### Ausgangstext
★ ★ ★ ★ ★

Hybride Bearbeitung: High-Tech ist ein Thema für Forscher – und passt in eine Serienmaschine
Keramik bleibt hart, aber die harten Zeiten für die Werkzeuge sind vorbei

Ultraschall und Laserstrahl ergänzen die herkömmlichen Fertigungsverfahren und machen auch sprödharte Werkstoffe wirtschaftlich bearbeitbar. Entwickler stellen nun ihr maschinenbauliches Know-how mit der DMS Ultrasonic in serientauglicher Form zur Verfügung. Damit schafft der High-Tech-Ansatz den Sprung in die Produktion.

Von unserem Redaktionsmitglied Dr. Birgit Oppermann – birgit.oppermann@konradin.de

Was für Teams im Allgemeinen stimmt, gilt auch für die Bearbeitung in Werkzeugmaschinen: Wenn es jemand schafft, verschiedene Verfahren zu kombinieren, kann er mehr erreichen als mit zwei Einzelkämpfern. Ohne Abstimmung aber läuft gar nichts – was sowohl für die ultraschall- als auch für die laserunterstützte Bearbeitung gilt. Beide Ideen verfolgen Forscher und Entwickler, um bessere Fertigungsmöglichkeiten für sprödharte Werkstoffe wie Keramik oder Glas zu schaffen.
„Es ist weniger komplex, als es klingt – zumindest für den Anwender“, sagt Christian Thönes, Geschäftsführer der Hermann Sauer GmbH & Co. KG. Das Stipshausener Unternehmen, das seit Herbst 2001 zum Gildemeister-Konzern gehört, blickt auf 30-jährige Erfahrung mit dem Einsatz der Ultraschall-Technik zurück. „Über lange Jahre waren die Maschinen für die ultraschallunterstützte Zerspanung Sonderanfertigungen“, berichtet Thönes. Jetzt haben sich die Entwickler ein neues Konzept auf die Fahnen geschrieben: „Mit der DMS Ultrasonic bieten wir eine prozesssichere Serienmaschine, die eine einfache Anpassung an verschiedene Produkte erlaubt.“
Was am Werkstück passiert, wenn das Zerspanen und der Ultraschall als Partner antreten, unterscheidet sich erheblich von den herkömmlichen Bearbeitungsverfahren. „Eigentlich kann man gar nicht mehr vom Zerspanen reden“, erläutert Thönes, „sondern eher von einem Zerschlagen der Oberfläche in Kleinstpartikel.“ Denn die Drehbewegung der Schneide wird von einer Vertikalbewegung mit 20 kHz überlagert, so dass wegen der geringen Prozesskräfte das Material geschont wird und das Werkstück wirtschaftlich zu bearbeiten ist. Die Vertikalbewegung bringt die Hauptzerspanleistung. Sie schont auch das Werkzeug und lässt eine Oberfläche entstehen, deren Rauigkeit unter 0,2 µm liegt – was auf den wiederholten, aber jeweils nur kurzen Kontakt zwischen diamantbestücktem Werkzeug und Werkstück zurückzuführen sei.

★ ★ ★ ★ ★

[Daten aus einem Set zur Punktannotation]

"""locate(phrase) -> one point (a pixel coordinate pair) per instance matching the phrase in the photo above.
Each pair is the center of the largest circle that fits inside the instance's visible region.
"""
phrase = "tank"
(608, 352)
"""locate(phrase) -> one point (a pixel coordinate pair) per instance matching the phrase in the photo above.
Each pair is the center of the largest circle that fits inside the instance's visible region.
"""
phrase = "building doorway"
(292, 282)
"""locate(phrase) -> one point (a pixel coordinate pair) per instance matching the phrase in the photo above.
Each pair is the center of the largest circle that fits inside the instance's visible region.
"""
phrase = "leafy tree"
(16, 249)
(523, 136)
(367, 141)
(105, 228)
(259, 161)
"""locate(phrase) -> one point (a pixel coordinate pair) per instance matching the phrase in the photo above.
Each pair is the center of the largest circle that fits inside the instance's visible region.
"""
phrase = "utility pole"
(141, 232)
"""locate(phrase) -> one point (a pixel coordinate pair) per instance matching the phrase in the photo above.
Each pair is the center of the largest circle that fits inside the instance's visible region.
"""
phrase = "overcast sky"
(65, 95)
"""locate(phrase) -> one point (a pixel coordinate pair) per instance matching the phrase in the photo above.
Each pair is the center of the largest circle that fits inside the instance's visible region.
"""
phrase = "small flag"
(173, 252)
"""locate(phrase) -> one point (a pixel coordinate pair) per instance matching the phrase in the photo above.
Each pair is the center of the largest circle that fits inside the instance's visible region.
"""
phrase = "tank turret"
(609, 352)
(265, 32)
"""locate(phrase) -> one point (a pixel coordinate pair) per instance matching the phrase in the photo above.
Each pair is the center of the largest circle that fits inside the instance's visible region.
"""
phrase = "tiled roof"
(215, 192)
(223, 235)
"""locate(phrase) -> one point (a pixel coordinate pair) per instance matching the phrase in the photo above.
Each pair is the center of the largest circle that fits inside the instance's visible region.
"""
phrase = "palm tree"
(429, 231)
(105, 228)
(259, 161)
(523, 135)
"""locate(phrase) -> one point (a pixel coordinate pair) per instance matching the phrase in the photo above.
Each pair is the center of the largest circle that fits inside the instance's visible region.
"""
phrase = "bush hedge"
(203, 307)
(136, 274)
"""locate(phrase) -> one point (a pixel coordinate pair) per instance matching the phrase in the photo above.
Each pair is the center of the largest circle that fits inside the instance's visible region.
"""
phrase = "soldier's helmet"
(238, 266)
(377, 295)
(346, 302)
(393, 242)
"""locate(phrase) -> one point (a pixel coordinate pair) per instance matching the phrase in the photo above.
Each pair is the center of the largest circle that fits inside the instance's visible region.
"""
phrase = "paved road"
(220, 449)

★ ★ ★ ★ ★

### Ziel A
Mit welcher Frequenz erfolgt laut dem Text zur hybriden Bearbeitung die Vertikalbewegung, die die Drehbewegung der Schneide überlagert?
### Ziel B
Führe den Text zur hybriden Bearbeitung sprödharter Werkstoffe nach seinem letzten Satz fort.

### Antwort A
Mit 20 kHz.

### Antwort B
Erforderlich sind die neuen Verfahren, weil High-Tech-Werkstoffe wie die sprödharten Materialien Glas, Keramik und Silizium extremen Belastungen sehr gut widerstehen, aber auch der herkömmlichen spanenden Bearbeitung. Diese stößt grundsätzlich, oder zumindest unter dem wirtschaftlichen Aspekt, schnell an ihre Grenzen.
Mit der Kombination von Ultraschall und Zerspantechnik hingegen lässt sich die Produktivität um das Fünffache steigern, wie es aus Stipshausen heißt. Interessenten für solche Verfahren gibt es bereits – Thönes spricht von bis zu 40 Anfragen pro Monat. Dennoch ist der Bekanntheitsgrad der Technologie seiner Ansicht nach bisher zu gering.
„Anfragen zur ultraschallunterstützten Bearbeitung bekommen wir von großen sowie von kleinen Unternehmen“, bestätigt Dr. Hendrik Engel, der die Abteilung Fertigungstechnik am Berliner Institut für Werkzeugmaschinen und Fabrikbetrieb leitet Für die ultraschallgestützte Bearbeitung bieten die Forscher Machbarkeitsstudien an. Rund zwei Monate dauert es, bis die Tests an einem Bauteil abgeschlossen sind – mit extra für diese Anwendung ausgelegten Werkzeugen. „Wenn die Tests ergeben, dass sich die Investition in eine Maschine lohnt, entwickeln wir auch die zugehörige Bearbeitungstechnologie“, sagt Engel. Die Berliner Forscher arbeiten mit den Stipshausenern seit Jahren zusammen, und aus dem Hunsrück kommt auch die Maschine, auf der die Tests laufen.
Über die Anwendungsmöglichkeiten der neuen Technik beraten auch die Sauer-Mitarbeiter potenzielle Kunden intensiv. „Wir passen den Prozess und die Werkzeuge an die Anwendung an“, berichtet Thönes. Know-how stecke beispielsweise in den diamantbeschichteten Werkzeugen, deren Körner so gebunden sein müssen, dass sie trotz der Schwingungen halten.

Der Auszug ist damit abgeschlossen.